» **Pasaje**
====

En 1903, Carlo Ponzi era un desesperado más –pero también con esperanza en el fondo de su valija–, hacinado en la Isla Ellis, el primer paso hacia los Estados Unidos, entre cientos de inmigrantes tentados por aquellas palabras que tanto han oído en sus pueblos y aldeas de Europa acosados por el hambre: “Everything is possible in America” .
Todos ellos, casi sin excepción, saldrán de la isla a buscar trabajo (el que fuera), ganar unos dólares y mandar una parte a sus parientes. El progreso, y acaso la fortuna, llegarán tarde o temprano, sudando, trabajando día y noche, porque “Todo es posible en América”.
Pero entre ellos hay un joven con otros planes: Carlo Ponzi, de 21 años, con apenas el equivalente en liras de dos dólares cincuenta.
Ha nacido en Lugo, provincia de Rávena, Italia, el 3 de marzo de 1882. Su familia, más que modesta –padre cartero–, se ha esforzado para mandarlo a la Universidad de Roma La Sapienza, pero poco dura allí. Gasta el dinero en diversiones, vagabundea, no habla una palabra de inglés, se jacta de no haber trabajado nunca, y su familia, con un sacrificio más, lo fleta hacia los Estados Unidos.
Sin abandonar su rumbo, hacer fortuna lo antes posible, baja la testa y se emplea ya como camarero, ya como lavaplatos en algunas ciudades de la costa este, hasta que consigue empleo en un banco de Montreal, Canadá, de unos compatriotas.
Primer traspié. En 1912 falsifica un cheque, y lo condenan a 20 meses de cárcel. Pero –providencia– en la cárcel lo destinan a trabajar en la oficina interna de correo.
Allí descubre el huevo de Colón: el negocio de los cupones postales. Venderlos en dólares a inversionistas. Convertir esos dólares en monedas depreciadas: la lira italiana, por ejemplo. Con ese dinero comprar cupones a menor precio. Enviarlos a países de moneda más fuerte para cambiarlos por estampillas, cuyo valor era superior al del cupón original, y convertirlas en dinero cash.
En poco tiempo, el ambicioso joven de la Isla Ellis atesoró, con esa diferencia, una pequeña fortuna, y sobre esa base creó el colosal fraude que pasó a la historia negra de las finanzas como “La pirámide Ponzi”. ¿Qué era? Definición clásica: “Una operación que implica abonar a los viejos inversores los intereses obtenidos del dinero de nuevos inversores”. Ejemplo: el inversionista le paga 1.000 dólares al operador, que le promete pagar 100 dólares por mes durante los próximos doce meses.

====

» **Tarea asignada A**
Según el pasaje sobre Carlo Ponzi, ¿en qué lugar y en qué fecha nació?
» **Tarea asignada B**
Traduzca al inglés la oración del pasaje sobre Carlo Ponzi «En 1912 falsifica un cheque, y lo condenan a 20 meses de cárcel».
» **Tarea asignada C**
Retome el pasaje sobre Carlo Ponzi y continúelo a partir de su última oración.

[Datos de localización de puntos]
====

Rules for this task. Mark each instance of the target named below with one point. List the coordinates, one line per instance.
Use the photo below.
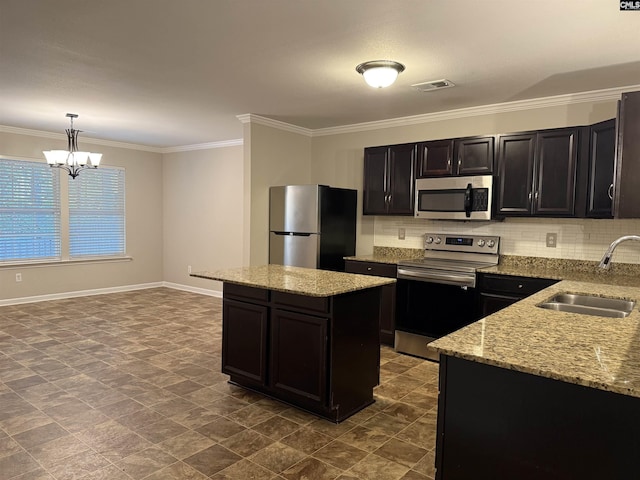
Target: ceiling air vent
(433, 85)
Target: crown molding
(269, 122)
(517, 105)
(93, 141)
(204, 146)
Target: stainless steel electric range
(436, 294)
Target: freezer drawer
(298, 250)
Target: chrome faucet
(604, 263)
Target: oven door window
(433, 309)
(451, 200)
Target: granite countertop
(587, 350)
(301, 281)
(389, 255)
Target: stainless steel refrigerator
(312, 226)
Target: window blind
(97, 213)
(29, 211)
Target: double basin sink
(589, 305)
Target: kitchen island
(304, 336)
(531, 393)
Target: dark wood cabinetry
(321, 354)
(626, 203)
(537, 173)
(496, 292)
(602, 146)
(503, 424)
(389, 180)
(461, 156)
(435, 158)
(388, 295)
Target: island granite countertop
(297, 280)
(597, 352)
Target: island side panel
(503, 424)
(355, 350)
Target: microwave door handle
(468, 200)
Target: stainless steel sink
(590, 305)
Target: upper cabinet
(389, 180)
(626, 194)
(462, 156)
(537, 173)
(601, 152)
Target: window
(29, 211)
(96, 213)
(47, 216)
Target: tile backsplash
(579, 239)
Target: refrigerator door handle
(294, 234)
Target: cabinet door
(244, 340)
(299, 355)
(474, 155)
(435, 158)
(515, 170)
(401, 193)
(602, 149)
(375, 181)
(556, 163)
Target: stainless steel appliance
(312, 226)
(436, 295)
(454, 198)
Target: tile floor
(128, 386)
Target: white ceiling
(167, 73)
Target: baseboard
(79, 293)
(188, 288)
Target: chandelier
(71, 159)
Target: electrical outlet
(552, 240)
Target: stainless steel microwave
(454, 198)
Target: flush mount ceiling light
(71, 159)
(380, 73)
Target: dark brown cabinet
(321, 354)
(496, 292)
(627, 170)
(389, 180)
(388, 295)
(435, 158)
(461, 156)
(537, 173)
(602, 146)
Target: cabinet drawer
(514, 285)
(318, 305)
(242, 292)
(372, 268)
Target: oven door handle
(438, 277)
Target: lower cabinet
(321, 354)
(496, 292)
(388, 300)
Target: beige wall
(274, 157)
(202, 204)
(143, 226)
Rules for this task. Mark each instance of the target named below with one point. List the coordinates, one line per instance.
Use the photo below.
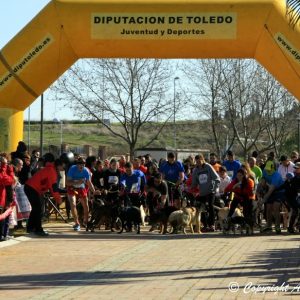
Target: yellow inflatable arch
(66, 30)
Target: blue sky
(17, 13)
(14, 15)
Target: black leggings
(35, 218)
(209, 199)
(247, 209)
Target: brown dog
(186, 217)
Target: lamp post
(227, 143)
(174, 121)
(28, 128)
(298, 121)
(55, 120)
(42, 125)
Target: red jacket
(45, 180)
(6, 178)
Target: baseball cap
(269, 166)
(297, 165)
(80, 161)
(283, 158)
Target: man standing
(42, 181)
(207, 179)
(133, 183)
(273, 198)
(286, 166)
(78, 182)
(232, 165)
(137, 165)
(213, 162)
(255, 169)
(173, 172)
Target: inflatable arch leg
(11, 124)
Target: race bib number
(203, 178)
(134, 188)
(230, 173)
(113, 179)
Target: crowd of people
(24, 179)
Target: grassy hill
(189, 135)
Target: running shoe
(76, 227)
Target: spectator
(214, 162)
(286, 166)
(295, 157)
(291, 187)
(207, 179)
(172, 171)
(243, 188)
(138, 166)
(42, 181)
(273, 198)
(6, 201)
(78, 182)
(255, 169)
(224, 182)
(232, 165)
(133, 183)
(35, 155)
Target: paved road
(103, 265)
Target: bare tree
(241, 97)
(206, 77)
(256, 103)
(131, 92)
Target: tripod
(51, 207)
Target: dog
(102, 213)
(179, 219)
(143, 215)
(161, 217)
(130, 215)
(229, 224)
(186, 217)
(285, 215)
(223, 214)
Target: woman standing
(243, 188)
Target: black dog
(102, 211)
(161, 216)
(130, 215)
(230, 224)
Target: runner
(78, 182)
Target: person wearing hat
(292, 192)
(35, 187)
(274, 197)
(78, 182)
(172, 171)
(286, 166)
(231, 164)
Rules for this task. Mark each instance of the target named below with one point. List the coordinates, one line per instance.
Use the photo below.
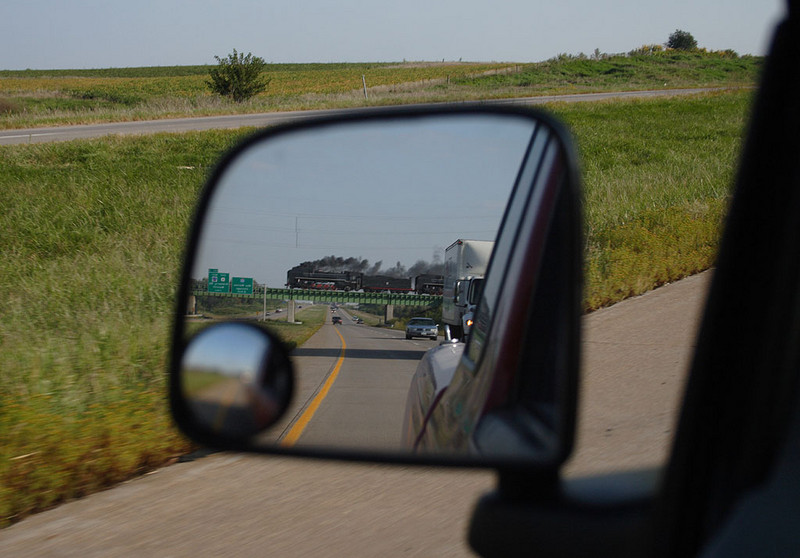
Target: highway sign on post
(218, 282)
(242, 285)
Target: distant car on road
(422, 327)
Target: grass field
(92, 234)
(57, 97)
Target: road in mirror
(334, 238)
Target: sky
(389, 192)
(78, 34)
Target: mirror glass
(236, 379)
(334, 238)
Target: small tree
(681, 40)
(238, 76)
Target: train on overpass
(305, 277)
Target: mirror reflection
(236, 380)
(334, 239)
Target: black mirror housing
(517, 379)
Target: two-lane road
(353, 381)
(174, 125)
(635, 359)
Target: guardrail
(313, 295)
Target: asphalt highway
(372, 368)
(635, 358)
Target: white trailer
(465, 263)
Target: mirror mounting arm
(580, 517)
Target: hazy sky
(52, 34)
(390, 192)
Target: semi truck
(465, 263)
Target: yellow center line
(294, 434)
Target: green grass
(58, 97)
(656, 181)
(92, 233)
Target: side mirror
(301, 217)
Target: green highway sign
(218, 282)
(242, 285)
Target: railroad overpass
(389, 300)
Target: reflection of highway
(353, 396)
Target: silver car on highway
(422, 327)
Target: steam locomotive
(301, 277)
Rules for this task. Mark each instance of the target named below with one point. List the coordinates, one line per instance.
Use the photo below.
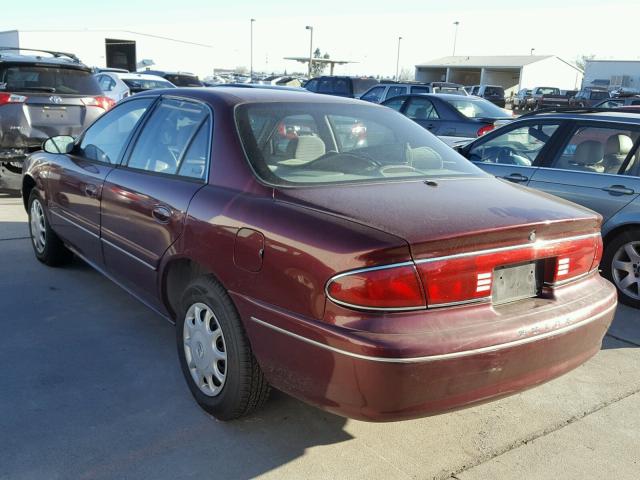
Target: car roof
(72, 62)
(621, 116)
(238, 95)
(137, 76)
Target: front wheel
(621, 265)
(47, 246)
(215, 355)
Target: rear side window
(597, 150)
(105, 140)
(518, 146)
(47, 79)
(170, 131)
(494, 91)
(419, 89)
(396, 91)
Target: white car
(119, 85)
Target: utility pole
(310, 28)
(398, 60)
(455, 37)
(251, 61)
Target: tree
(581, 61)
(318, 68)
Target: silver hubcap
(205, 349)
(626, 269)
(38, 226)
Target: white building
(510, 72)
(117, 48)
(613, 74)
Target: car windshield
(48, 79)
(327, 143)
(140, 84)
(477, 108)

====

» **Respuesta escrita A**
En Lugo, provincia de Rávena, Italia, el 3 de marzo de 1882.

» **Respuesta escrita B**
In 1912 he forges a check, and he is sentenced to 20 months in prison.

» **Respuesta escrita C**
Si la operación fuera legítima, el dinero recibido por el operador –o la empresa Security Exchanges Company, en el caso de Ponzi– debía ser destinado a otros negocios rentables: construcción, por ejemplo. Pero este “mago de las finanzas” no lo hizo. Se limitó a embolsar ríos de dólares: 250 mil por día, que 16 empleados, luego de anotarlos en el registro, lo guardaban en armarios… ¡y hasta en tachos de basura!
Por cierto, los controles afinaron su lupa. ¿Cómo era posible que ese italiano arribado con los bolsillos vacíos se hubiera convertido en millonario? ¿Cómo era capaz de ofrecerles 50 por ciento de interés en el plazo de 90 días?
Citado por el fiscal del distrito, Ponzi declaró que le debía a sus acreedores 3.500.000 dólares, pero que su fortuna era de 8.500.000, “de modo que tengo dinero de sobra para cubrir la deuda, y conservar un fuerte patrimonio”. Sin embargo, la pirámide tambaleaba, y cientos de acreedores se agolparon frente a la empresa. Muchos, con intención de lincharlo.
Pero su carisma, su frialdad y su cinismo, en principio, pudieron más. Vestido como un dandy y al volante de su Locomobile, el auto más caro del mercado, saludaba a la gente de la larga fila con una sonrisa inmutable, les pedía paciencia: “Todos recibirán lo suyo, no caigan en manos de especuladores aprovechados que quieran comprarles sus pagarés a mitad de precio… para quedarse con el interés del cincuenta por ciento”.
Además, les confesaba que era enemigo de las grandes instituciones financieras, y les prometía “una vez que consiga la ciudadanía de este país”, fundar un banco que repartirá los dividendos con justicia: 50 por ciento a los inversores y otro tanto a los ahorristas. “Y no es todo: si alcanzo a ganar 100 millones, me quedaré sólo con un millón, y destinaré el resto a la caridad”.
Y por si tanta generosidad no bastara, ordenó que toda la fila recibiera ¡hot dogs y café caliente!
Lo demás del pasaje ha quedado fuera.